[VORGEGEBENER TEXT]:
Trotzdem waren sie oft eben eher dazu da, einer
Kultivierung des
"»Bekümmertseins«" zu dienen, als der Mahnung über die Vergänglichkeit
irdischen Daseins.
Und auch die Aufforderung zu einer christlichen
Lebensführung, die die letzten Dinge im Sinne der christlichen Eschatologie
stets vor Augen hat, dürfte dabei eher von untergeordneter Bedeutung gewesen
sein.
Das Vanitas-Motiv war, so sehr es auch als Ausdruck eines
allumfassenden, allzu leicht verständlichen Lebensgefühls erscheint, eben
auch en vogue, war eine Mode, die der adeligen und bürgerlichen
Selbstdarstellung offensichtlich gut tat, wie denen, die so gestaltete Werke
als Auftragskunst angefertigt haben.

[GESPEICHERTE DATENSÄTZE]:
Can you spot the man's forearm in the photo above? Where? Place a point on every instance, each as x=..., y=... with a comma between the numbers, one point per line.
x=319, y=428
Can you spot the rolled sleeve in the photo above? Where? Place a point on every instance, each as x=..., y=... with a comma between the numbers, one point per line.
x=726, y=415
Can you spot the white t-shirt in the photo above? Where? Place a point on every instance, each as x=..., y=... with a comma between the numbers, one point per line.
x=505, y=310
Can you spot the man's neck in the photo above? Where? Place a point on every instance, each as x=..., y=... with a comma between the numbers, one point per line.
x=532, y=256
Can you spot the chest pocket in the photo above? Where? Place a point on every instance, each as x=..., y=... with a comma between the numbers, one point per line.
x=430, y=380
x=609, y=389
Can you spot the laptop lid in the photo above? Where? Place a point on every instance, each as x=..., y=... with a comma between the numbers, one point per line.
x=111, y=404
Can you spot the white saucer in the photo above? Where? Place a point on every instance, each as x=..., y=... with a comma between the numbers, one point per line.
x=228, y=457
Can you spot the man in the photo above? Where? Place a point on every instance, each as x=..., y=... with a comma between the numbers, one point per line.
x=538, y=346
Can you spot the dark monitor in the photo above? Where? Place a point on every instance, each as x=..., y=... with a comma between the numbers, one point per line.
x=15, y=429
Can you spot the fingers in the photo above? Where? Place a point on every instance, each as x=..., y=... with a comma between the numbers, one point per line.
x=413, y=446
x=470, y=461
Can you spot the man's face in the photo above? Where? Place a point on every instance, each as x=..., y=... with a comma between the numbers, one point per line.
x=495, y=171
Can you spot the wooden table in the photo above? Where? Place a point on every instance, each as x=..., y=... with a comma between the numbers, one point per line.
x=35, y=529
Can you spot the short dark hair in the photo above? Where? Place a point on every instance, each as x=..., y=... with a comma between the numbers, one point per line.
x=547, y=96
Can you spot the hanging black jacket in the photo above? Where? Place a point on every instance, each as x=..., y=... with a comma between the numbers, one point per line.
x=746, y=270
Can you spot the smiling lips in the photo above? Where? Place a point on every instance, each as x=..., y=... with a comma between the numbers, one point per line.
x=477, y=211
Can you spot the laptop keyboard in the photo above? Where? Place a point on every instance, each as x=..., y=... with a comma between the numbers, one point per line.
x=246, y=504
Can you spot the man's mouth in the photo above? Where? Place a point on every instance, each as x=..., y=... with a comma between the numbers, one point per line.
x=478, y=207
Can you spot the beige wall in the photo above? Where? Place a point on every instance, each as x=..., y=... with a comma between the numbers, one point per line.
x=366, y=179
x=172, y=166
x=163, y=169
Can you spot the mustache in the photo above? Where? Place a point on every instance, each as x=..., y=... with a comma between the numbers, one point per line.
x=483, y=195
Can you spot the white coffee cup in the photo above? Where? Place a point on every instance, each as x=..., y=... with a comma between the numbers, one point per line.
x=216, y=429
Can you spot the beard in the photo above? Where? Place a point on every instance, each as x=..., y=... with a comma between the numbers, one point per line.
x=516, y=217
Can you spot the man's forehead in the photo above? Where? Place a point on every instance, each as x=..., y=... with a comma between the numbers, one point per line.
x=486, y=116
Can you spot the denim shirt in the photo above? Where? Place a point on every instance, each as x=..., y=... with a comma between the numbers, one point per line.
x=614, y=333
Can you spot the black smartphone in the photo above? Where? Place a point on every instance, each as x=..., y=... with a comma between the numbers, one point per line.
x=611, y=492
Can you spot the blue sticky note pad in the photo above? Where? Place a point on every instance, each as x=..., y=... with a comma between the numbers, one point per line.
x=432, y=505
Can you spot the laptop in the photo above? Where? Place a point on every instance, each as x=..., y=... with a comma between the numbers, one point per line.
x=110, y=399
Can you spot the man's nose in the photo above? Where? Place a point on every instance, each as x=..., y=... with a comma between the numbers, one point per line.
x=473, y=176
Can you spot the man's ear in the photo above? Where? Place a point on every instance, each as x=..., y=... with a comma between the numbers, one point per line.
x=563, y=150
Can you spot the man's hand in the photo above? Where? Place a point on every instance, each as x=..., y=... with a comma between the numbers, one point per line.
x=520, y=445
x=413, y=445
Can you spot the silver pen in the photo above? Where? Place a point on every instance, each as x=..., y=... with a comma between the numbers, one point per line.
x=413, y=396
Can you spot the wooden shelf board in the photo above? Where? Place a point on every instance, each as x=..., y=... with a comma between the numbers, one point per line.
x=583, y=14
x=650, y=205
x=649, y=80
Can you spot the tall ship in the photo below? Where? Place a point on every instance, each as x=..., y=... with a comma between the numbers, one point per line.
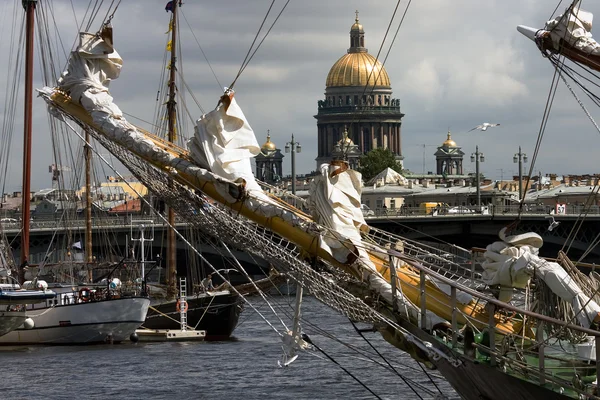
x=73, y=314
x=523, y=328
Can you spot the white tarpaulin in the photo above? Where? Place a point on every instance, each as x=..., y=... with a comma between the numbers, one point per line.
x=574, y=28
x=334, y=202
x=224, y=143
x=514, y=261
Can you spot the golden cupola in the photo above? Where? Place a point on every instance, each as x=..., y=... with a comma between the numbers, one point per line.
x=449, y=142
x=269, y=147
x=357, y=67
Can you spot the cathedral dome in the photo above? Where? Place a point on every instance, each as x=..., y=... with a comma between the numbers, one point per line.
x=269, y=146
x=358, y=67
x=449, y=142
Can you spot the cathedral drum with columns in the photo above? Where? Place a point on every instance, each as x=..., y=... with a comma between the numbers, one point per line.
x=358, y=107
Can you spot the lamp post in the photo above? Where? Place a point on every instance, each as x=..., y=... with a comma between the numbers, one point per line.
x=295, y=148
x=520, y=158
x=476, y=158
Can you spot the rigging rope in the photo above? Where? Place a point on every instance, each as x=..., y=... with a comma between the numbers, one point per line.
x=250, y=56
x=307, y=340
x=390, y=365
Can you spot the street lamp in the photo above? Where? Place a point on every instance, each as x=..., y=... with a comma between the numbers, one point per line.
x=520, y=158
x=476, y=158
x=295, y=148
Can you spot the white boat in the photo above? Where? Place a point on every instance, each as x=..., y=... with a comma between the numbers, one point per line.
x=70, y=315
x=103, y=321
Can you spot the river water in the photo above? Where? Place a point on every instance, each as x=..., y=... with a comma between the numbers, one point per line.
x=244, y=368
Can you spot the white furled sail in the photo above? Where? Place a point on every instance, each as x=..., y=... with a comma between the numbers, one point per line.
x=224, y=143
x=575, y=28
x=514, y=261
x=334, y=202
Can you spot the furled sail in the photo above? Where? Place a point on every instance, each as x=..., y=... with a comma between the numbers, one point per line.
x=575, y=28
x=570, y=35
x=335, y=203
x=334, y=239
x=515, y=260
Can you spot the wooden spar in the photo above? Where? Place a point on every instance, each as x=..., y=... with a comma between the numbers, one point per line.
x=29, y=6
x=88, y=203
x=437, y=301
x=172, y=119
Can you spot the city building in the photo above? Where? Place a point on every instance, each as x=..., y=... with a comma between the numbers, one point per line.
x=449, y=158
x=269, y=162
x=358, y=100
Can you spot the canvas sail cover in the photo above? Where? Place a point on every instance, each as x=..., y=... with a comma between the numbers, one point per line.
x=224, y=143
x=512, y=262
x=575, y=28
x=334, y=202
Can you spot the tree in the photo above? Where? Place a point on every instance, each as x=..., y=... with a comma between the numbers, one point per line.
x=376, y=161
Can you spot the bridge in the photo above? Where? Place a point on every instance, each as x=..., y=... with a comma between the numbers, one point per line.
x=480, y=229
x=466, y=230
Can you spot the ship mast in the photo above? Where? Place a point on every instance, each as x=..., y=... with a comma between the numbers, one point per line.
x=29, y=6
x=172, y=119
x=88, y=204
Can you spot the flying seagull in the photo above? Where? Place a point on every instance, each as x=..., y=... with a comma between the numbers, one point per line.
x=484, y=126
x=553, y=223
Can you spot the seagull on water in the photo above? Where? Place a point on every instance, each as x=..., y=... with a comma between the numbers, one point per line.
x=553, y=223
x=484, y=126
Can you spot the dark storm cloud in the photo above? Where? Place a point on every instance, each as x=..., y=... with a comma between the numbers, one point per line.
x=455, y=64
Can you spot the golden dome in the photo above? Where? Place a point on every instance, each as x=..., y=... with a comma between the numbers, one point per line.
x=268, y=146
x=353, y=69
x=449, y=142
x=345, y=140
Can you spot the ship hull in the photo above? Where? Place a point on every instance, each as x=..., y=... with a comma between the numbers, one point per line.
x=11, y=320
x=217, y=315
x=104, y=321
x=475, y=381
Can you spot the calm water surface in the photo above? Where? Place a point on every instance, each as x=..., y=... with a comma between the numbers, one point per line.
x=245, y=368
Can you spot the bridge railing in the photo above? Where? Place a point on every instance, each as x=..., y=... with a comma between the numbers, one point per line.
x=528, y=209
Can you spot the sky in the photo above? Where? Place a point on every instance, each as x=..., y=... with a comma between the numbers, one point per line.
x=454, y=65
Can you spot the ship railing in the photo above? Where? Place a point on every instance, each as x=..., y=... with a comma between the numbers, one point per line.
x=526, y=341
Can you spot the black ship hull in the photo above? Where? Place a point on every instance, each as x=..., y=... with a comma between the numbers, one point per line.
x=217, y=315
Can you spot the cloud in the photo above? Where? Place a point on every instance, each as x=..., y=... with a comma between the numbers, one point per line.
x=453, y=65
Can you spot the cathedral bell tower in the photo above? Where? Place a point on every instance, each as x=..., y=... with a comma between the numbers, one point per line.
x=269, y=162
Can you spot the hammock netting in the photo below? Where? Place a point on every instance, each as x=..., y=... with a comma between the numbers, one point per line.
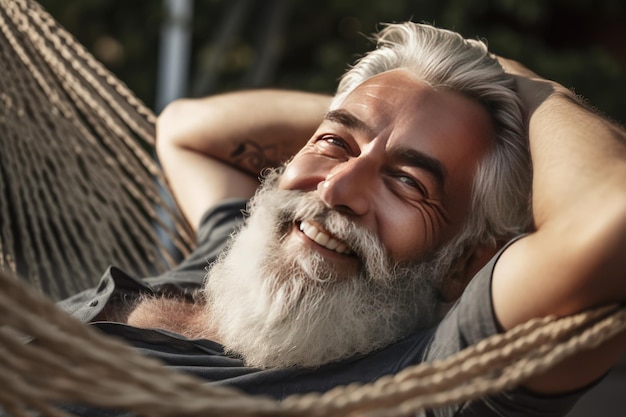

[DEINE AUFGABEN]:
- A) Wessen Selbstdarstellung tat die Mode des Vanitas-Motivs laut dem Text zum Vanitas-Motiv offensichtlich gut?
- B) Greif den Text zum Vanitas-Motiv auf und schreib ihn im Anschluss an seinen letzten Satz weiter.

[GEGEBENE ANTWORTEN]:
- A) Der adeligen und bürgerlichen Selbstdarstellung.

- B)
Wer diesen Aspekt entsprechend gewichtet, wird über den Zugang weniger über
Bilder wählen, die Vanitas im Sinne der allgemeinen Memento-mori-Forderung
"liest", sondern über Porträts, in denen Vanitas-Motive wie z. B. der fast
obligatorische "Totenschädel" zu den fast unabdingbaren Stilelementen der
Selbstdarstellung gehörten. Der Gedanke den Vergleich mit Profilfotos der
Jugendlichen für ihre Accounts in den sozialen Netzwerken mit
"Vanitas-Porträts" der Bildenden Kunst zu vergleichen, liegt dabei nahe.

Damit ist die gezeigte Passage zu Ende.